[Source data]
◇ ◇ ◇ ◇ ◇ ◇ ◇

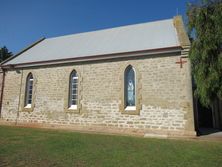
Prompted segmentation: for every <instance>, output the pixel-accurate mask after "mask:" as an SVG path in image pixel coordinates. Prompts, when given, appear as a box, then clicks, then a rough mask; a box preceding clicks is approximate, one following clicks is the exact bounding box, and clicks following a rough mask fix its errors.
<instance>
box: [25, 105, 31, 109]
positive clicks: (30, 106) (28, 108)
mask: <svg viewBox="0 0 222 167" xmlns="http://www.w3.org/2000/svg"><path fill="white" fill-rule="evenodd" d="M24 108H27V109H29V108H32V105H31V104H27V105H26V106H25V107H24Z"/></svg>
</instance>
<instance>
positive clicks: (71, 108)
mask: <svg viewBox="0 0 222 167" xmlns="http://www.w3.org/2000/svg"><path fill="white" fill-rule="evenodd" d="M73 74H75V75H76V76H75V78H76V79H77V82H76V85H77V86H76V94H73V93H72V92H73V78H72V76H73ZM78 87H79V77H78V73H77V72H76V70H73V71H72V72H71V73H70V77H69V97H68V109H69V110H76V109H77V108H78V98H79V97H78V96H79V92H78V90H79V88H78ZM74 95H76V99H72V96H74ZM72 100H75V101H76V104H72Z"/></svg>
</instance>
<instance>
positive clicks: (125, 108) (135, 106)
mask: <svg viewBox="0 0 222 167" xmlns="http://www.w3.org/2000/svg"><path fill="white" fill-rule="evenodd" d="M125 111H136V106H127V107H126V108H125Z"/></svg>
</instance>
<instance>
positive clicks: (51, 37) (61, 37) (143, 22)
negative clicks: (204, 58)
mask: <svg viewBox="0 0 222 167" xmlns="http://www.w3.org/2000/svg"><path fill="white" fill-rule="evenodd" d="M170 20H172V21H173V18H169V19H164V20H154V21H151V22H143V23H136V24H128V25H123V26H118V27H110V28H104V29H98V30H93V31H85V32H79V33H74V34H67V35H61V36H55V37H49V38H46V40H52V39H57V38H63V37H72V36H76V35H84V34H90V33H95V32H99V31H110V30H112V29H120V28H126V27H134V26H139V25H144V24H153V23H155V22H164V21H170Z"/></svg>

◇ ◇ ◇ ◇ ◇ ◇ ◇

*EXERCISE:*
Filter the rows above and keep only the lines that contain the word "clicks".

*SOLUTION FOR THIS TASK:*
Prompted segmentation: for every <instance>, output the pixel-accurate mask after "mask:" as an SVG path in image pixel coordinates. Prompts, when given, appear as a box, then clicks, then a rough mask; a box preceding clicks is approximate, one following clicks is the exact bounding box, and clicks following a rough mask fix its errors.
positive clicks: (30, 106) (28, 108)
positive clicks: (71, 108)
positive clicks: (125, 108) (135, 106)
positive clicks: (51, 37) (61, 37) (143, 22)
negative clicks: (204, 58)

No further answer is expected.